(Material for this task)
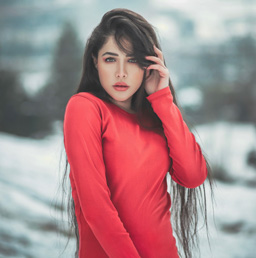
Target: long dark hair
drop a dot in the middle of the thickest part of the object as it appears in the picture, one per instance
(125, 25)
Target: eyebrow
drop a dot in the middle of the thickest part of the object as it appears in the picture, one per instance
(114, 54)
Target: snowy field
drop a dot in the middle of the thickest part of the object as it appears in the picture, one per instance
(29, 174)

--

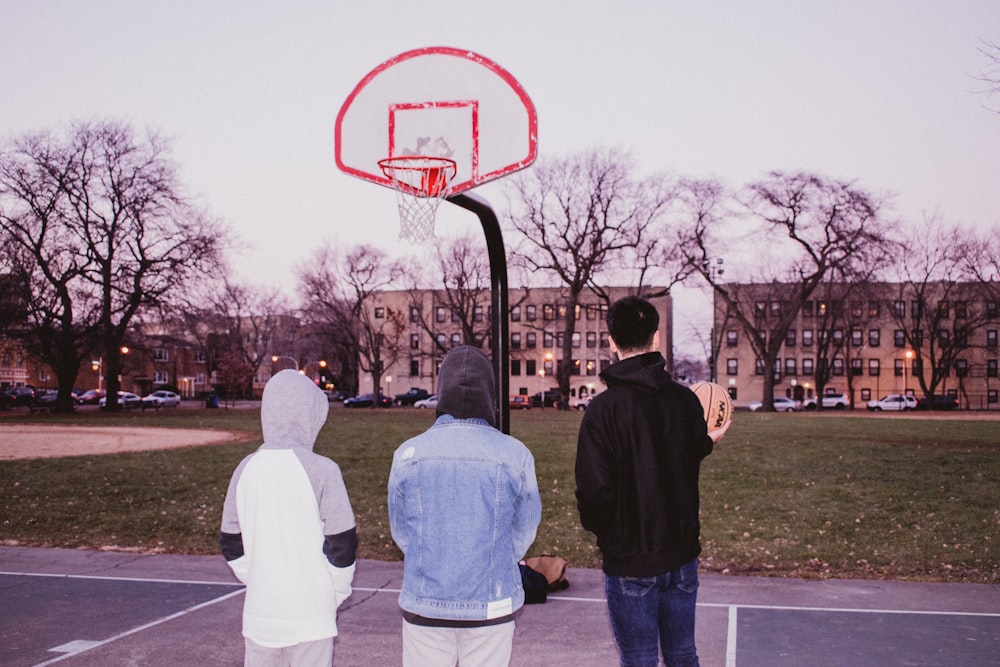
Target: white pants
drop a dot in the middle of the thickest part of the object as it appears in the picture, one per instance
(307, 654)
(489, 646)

==

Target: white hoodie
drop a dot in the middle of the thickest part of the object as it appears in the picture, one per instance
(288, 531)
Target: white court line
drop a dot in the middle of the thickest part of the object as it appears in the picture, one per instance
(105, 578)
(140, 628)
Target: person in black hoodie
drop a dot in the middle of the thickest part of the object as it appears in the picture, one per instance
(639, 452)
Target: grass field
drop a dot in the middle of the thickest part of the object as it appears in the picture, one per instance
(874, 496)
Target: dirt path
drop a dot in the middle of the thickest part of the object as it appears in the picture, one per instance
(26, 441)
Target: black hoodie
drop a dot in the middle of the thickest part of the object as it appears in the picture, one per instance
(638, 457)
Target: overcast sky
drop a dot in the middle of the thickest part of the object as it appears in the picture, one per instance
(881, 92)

(Task item) Copy each line of the listing above that contains the word "field".

(Expected output)
Target: snowy field
Target: grass field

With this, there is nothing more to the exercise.